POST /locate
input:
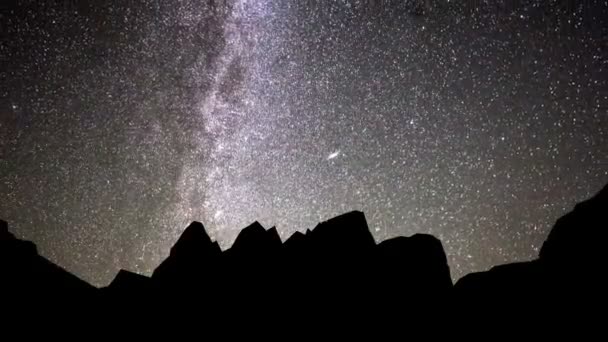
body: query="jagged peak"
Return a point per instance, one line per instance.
(194, 236)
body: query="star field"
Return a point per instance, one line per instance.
(480, 123)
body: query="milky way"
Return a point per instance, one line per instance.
(121, 123)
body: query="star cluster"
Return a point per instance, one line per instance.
(478, 122)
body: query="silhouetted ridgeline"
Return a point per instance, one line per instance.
(335, 272)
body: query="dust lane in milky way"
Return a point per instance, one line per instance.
(478, 125)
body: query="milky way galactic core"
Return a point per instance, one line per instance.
(480, 123)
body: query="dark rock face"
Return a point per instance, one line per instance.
(27, 277)
(334, 272)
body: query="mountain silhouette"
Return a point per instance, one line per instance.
(336, 273)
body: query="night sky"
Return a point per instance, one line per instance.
(121, 122)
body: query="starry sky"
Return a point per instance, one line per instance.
(480, 122)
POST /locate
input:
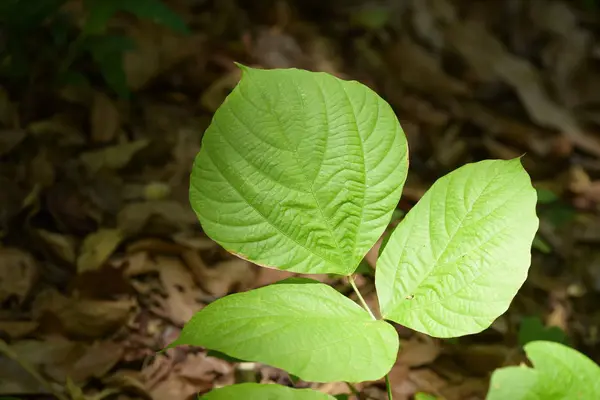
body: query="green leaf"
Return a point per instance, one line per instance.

◇ ◇ ◇ ◇

▸ **Aufgabenstellung**
Kannst du die obigen Daten vollständig und wortgetreu wiedergeben, dabei aber die Bilder weglassen?

▸ **Lösung**
POST /locate
input:
body: query="jagged peak"
Return a point per instance, one line per instance.
(194, 236)
body: query="star field"
Return a point per instance, one line per instance.
(480, 123)
body: query="milky way"
Return a point per instance, one line per instance.
(121, 123)
body: query="star cluster"
Return a point per instance, one line per instance.
(478, 122)
body: query="silhouetted ridgeline"
Return a point per instance, one line per instance.
(335, 272)
body: query="dust lane in milky way"
Return a point per instance, one line per instance.
(478, 125)
body: query="milky way galactic core"
Return a point per instance, one line per instance.
(480, 123)
body: query="dark rock face"
Return a point per instance, one line per instance.
(27, 277)
(334, 272)
body: query="mountain silhouette"
Return a point per instance, one line per instance.
(336, 273)
body: query="night sky"
Return a point per instance, one line per instance.
(121, 122)
body: query="starry sky"
Return a point per instance, one line per instance.
(480, 122)
POST /locate
input:
body: query="green leaf"
Return a point per instance, one line per instance.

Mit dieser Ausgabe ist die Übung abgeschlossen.